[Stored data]
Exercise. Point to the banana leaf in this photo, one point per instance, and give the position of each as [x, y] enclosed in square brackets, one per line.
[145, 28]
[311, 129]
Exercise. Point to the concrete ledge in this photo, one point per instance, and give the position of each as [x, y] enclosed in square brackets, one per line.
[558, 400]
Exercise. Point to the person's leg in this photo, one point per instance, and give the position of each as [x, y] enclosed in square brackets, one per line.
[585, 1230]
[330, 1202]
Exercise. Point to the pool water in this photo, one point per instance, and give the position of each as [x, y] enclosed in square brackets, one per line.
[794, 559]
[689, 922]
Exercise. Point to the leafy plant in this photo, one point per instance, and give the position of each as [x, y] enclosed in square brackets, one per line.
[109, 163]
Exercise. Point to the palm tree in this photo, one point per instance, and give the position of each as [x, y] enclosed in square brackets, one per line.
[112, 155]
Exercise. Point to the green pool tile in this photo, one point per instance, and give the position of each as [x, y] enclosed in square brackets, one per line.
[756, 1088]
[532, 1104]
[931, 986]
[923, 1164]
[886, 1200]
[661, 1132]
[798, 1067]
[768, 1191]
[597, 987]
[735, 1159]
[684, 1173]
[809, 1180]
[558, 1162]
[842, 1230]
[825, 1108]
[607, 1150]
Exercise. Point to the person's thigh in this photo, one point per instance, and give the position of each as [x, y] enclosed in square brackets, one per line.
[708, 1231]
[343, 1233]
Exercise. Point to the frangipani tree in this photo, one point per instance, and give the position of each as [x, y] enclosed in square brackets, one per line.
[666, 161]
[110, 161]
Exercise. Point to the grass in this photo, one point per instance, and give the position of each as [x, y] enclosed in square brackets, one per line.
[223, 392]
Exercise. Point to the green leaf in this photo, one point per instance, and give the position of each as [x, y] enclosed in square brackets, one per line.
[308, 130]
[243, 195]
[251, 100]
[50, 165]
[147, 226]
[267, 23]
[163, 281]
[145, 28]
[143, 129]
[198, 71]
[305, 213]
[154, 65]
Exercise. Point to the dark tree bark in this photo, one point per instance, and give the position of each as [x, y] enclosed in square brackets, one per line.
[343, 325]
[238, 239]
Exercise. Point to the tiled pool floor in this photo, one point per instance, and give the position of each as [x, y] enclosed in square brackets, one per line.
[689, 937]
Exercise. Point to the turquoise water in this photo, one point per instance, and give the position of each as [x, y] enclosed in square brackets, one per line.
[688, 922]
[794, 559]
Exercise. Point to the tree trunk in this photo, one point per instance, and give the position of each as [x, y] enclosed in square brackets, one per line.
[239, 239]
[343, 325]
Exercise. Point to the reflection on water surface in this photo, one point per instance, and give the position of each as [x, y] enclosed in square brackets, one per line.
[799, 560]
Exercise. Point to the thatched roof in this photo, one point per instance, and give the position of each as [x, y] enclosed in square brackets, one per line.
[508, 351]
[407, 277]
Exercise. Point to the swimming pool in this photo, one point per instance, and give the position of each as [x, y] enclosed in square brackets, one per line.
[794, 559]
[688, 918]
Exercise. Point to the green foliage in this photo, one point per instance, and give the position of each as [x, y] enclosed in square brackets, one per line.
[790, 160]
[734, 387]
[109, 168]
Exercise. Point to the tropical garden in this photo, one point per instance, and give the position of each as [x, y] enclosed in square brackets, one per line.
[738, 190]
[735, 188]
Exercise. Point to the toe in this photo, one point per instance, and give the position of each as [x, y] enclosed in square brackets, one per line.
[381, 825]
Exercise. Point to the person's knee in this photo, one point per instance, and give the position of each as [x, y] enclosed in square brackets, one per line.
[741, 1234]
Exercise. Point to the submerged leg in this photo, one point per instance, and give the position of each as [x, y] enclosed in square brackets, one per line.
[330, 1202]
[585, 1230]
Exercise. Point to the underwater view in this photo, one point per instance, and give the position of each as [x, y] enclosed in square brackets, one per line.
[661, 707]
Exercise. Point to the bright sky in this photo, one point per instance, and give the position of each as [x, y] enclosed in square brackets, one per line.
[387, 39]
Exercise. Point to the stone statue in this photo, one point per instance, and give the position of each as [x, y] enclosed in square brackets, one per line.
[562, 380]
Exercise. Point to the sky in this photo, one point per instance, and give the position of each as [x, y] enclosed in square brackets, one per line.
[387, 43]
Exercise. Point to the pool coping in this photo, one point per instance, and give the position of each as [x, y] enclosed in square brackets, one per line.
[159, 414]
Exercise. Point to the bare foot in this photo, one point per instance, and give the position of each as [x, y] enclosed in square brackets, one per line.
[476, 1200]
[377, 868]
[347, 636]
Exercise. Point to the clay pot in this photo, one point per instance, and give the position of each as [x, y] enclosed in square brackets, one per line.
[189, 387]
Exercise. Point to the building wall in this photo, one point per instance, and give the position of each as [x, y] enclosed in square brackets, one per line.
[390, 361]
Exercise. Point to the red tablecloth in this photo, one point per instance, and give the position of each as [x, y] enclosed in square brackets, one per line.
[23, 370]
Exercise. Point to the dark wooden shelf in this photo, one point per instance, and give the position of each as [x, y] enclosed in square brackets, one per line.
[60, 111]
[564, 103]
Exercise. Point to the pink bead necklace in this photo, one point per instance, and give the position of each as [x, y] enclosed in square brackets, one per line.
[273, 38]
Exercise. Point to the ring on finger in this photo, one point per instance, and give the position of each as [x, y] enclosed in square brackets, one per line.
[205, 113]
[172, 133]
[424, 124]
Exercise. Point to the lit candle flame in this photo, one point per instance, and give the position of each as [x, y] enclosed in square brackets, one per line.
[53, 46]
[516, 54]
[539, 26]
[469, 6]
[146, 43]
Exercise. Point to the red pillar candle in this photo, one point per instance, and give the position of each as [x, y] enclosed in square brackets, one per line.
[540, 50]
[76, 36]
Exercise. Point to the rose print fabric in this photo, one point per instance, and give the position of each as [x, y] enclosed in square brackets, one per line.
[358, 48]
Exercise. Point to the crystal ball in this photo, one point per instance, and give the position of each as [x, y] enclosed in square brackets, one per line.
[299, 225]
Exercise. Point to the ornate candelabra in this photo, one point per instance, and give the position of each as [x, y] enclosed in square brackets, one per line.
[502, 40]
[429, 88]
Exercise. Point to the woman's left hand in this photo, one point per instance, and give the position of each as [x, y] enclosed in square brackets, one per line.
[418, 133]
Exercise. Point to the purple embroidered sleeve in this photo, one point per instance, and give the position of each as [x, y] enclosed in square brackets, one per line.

TASK REQUIREMENTS - Print every entry exactly as written.

WRITTEN SOLUTION -
Exercise. Point to the banana leaf in this photo, one point per instance, and give the position of each as [x, y] enclosed in square brackets, one per line.
[145, 28]
[311, 129]
Exercise. Point to the concrete ledge in this photo, one point per instance, and give the position of each as [x, y] enclosed in square brackets, one per line.
[558, 400]
Exercise. Point to the person's leg in this photo, one point per instance, and give the position of each as [x, y] enclosed in square brackets, one per line.
[585, 1230]
[330, 1202]
Exercise. Point to the pool water in this photo, one point per instance, and give the position of each as [x, y] enclosed in square brackets, one per line.
[794, 559]
[689, 922]
Exercise. Point to the leafy plant in this photo, one point per instance, and give the position of each as [x, y] enclosed in square brackets, one per line.
[109, 163]
Exercise. Point to the palm tree in this photo, one point per instance, and give the position of each as [x, y] enclosed in square brackets, one per line.
[112, 155]
Exercise. Point to the green pool tile in this photo, one point per instance, and give the position of each as [x, y] enclosed in square brackets, one per line.
[756, 1088]
[532, 1104]
[931, 986]
[923, 1164]
[886, 1200]
[661, 1132]
[798, 1067]
[768, 1191]
[597, 987]
[735, 1159]
[684, 1173]
[809, 1180]
[558, 1162]
[842, 1230]
[825, 1108]
[607, 1150]
Exercise. Point to the person's thigh in this photo, one point per instance, and give the position of each as [x, y] enclosed in square brackets, one per line.
[708, 1231]
[343, 1233]
Exercise. Point to the frangipani tree in this photo, one point per instance, and give the position of each as [x, y] enclosed in square brackets, one per line.
[666, 161]
[110, 161]
Exercise. Point to the grass in this photo, one point per instance, and give the position of each as [x, y] enclosed in square brackets, one per line.
[223, 392]
Exercise. Point to the green leaf in this photo, one point per instance, and give the position of each as [x, y] enclosed in square brackets, one per line.
[308, 130]
[243, 195]
[251, 100]
[50, 165]
[147, 226]
[267, 23]
[163, 281]
[145, 28]
[143, 129]
[198, 71]
[305, 213]
[154, 65]
Exercise. Point to the dark tree bark in this photo, one point per instance, and give the position of each as [x, y] enclosed in square brackets, one per line.
[343, 325]
[238, 239]
Exercise. Point to the tiled pool floor in this photo, one point per instance, and give the position of each as [x, y] enclosed in square brackets, one per line.
[689, 937]
Exercise. Point to the turquoise water in this photo, one point per instance, and give the position of each as [x, y] enclosed in square brackets, one per line.
[688, 922]
[794, 559]
Exercise. Point to the tree trunk in this photo, one point per instance, and give the position of each as [x, y] enclosed in square brackets, one per line.
[239, 239]
[343, 325]
Exercise. Point to the reflection on water surface in this photo, one point per instance, and give the position of each as [x, y] enclosed in square brackets, one per line.
[799, 560]
Exercise. Point to the thatched roof in this photo, one point per instance, and give the position of each as [x, y] enclosed in square brackets, one per line.
[508, 351]
[407, 277]
Exercise. Point to the swimming pool in this photo, one point per instance, and give the position of each as [x, y] enclosed in square brackets, one per line.
[794, 559]
[688, 918]
Exercise. Point to the green foliage in this photo, one point per instance, and give the position of each as [x, y] enclosed in square brackets, one per line.
[790, 160]
[734, 387]
[109, 168]
Exercise. Point to the tropical garden in this photo, one point per instance, and give the position of each as [x, y] enclosed in square brackets, one per line.
[738, 190]
[735, 188]
Exercise. Point to the toe in this photo, one point per instance, and give the position of each as [x, y] enclosed in square brackets, one per line.
[381, 825]
Exercise. Point to the person's knee in this photo, one point per instance, and give the position of each as [x, y] enclosed in square brackets, one per line.
[741, 1234]
Exercise. Point to the submerged leg in this photo, one point per instance, and give the position of each as [x, y] enclosed in square brackets, one per line.
[330, 1202]
[585, 1230]
Exercise. Point to the underwater view in this photo, one point per instance, and give the position of each as [x, y] enclosed in square brackets, one per line.
[661, 707]
Exercise. Point to the bright sky in this photo, one point per instance, and give the position of each as [x, y] enclosed in square brackets, one per line.
[387, 39]
Exercise. Point to the stone statue in this photo, one point per instance, and give the position of each as [x, y] enclosed in square brackets, one per line.
[562, 380]
Exercise. Point to the sky in this photo, one point per instance, and give the position of each as [x, y] enclosed in square brackets, one per line.
[387, 43]
Exercise. Point to the pool coping in this photo, one point per instance, and give the position of each as [x, y] enclosed in square brackets, one per line.
[159, 414]
Exercise. Point to the bare foot in this photo, one point per instance, and give the position of each as [x, y] enclosed in square brackets, one per line.
[476, 1200]
[377, 868]
[347, 636]
Exercise. Point to the clay pot in this photo, one point per instance, and give the position of each as [x, y] enclosed in square brackets, one per line.
[189, 387]
Exercise. Point to the building wall in this photo, one point per instance, and give the position of each as [x, y] enclosed in square brackets, one per line.
[390, 361]
Exercise. Point to the red tablecloth in this photo, one point per instance, and give the position of each as [x, y] enclosed in square brackets, one per line.
[23, 370]
Exercise. Point to the dark wooden shelf in this photo, one point per instance, and give the position of each as [x, y] enclosed in square brackets, one per line.
[60, 111]
[564, 103]
Exercise. Point to the pink bead necklace in this photo, one point per instance, and give the position of each as [x, y] enclosed in square brackets, one per line.
[273, 38]
Exercise. Point to the ring on finger in this photo, one point per instance, and give the position of each as [x, y] enclosed in square brackets, one per line.
[205, 113]
[172, 133]
[424, 124]
Exercise. Point to the lit candle flame in this photo, one point per instance, and give the position of each as [x, y] enclosed in square brackets, one per line.
[53, 46]
[516, 54]
[539, 26]
[469, 6]
[146, 43]
Exercise. Point to the red pillar candle in this photo, one point per instance, and give the position of each as [x, y] enclosed in square brackets, one per line.
[540, 50]
[76, 36]
Exercise. Point to the rose print fabric in this photo, one point per instance, and give the position of each as [x, y] enclosed in square brackets, one per line.
[358, 48]
Exercise. Point to the crystal ball in this photo, one point per instance, and give the position of each as [x, y] enclosed in square brackets, one per line.
[299, 225]
Exercise. Point to the ornate candelabra in this photo, one point per instance, and give the position of each as [x, y] enclosed in square brackets, one per line.
[502, 40]
[429, 88]
Exercise. Point to the woman's left hand in this photo, one point per instance, and give the position of each as [x, y] enclosed in square brackets, one per line.
[418, 133]
Exercise. Point to the purple embroidered sleeve in this photo, one point per instance, and give the position of each as [x, y] enclosed in square brackets, one per line.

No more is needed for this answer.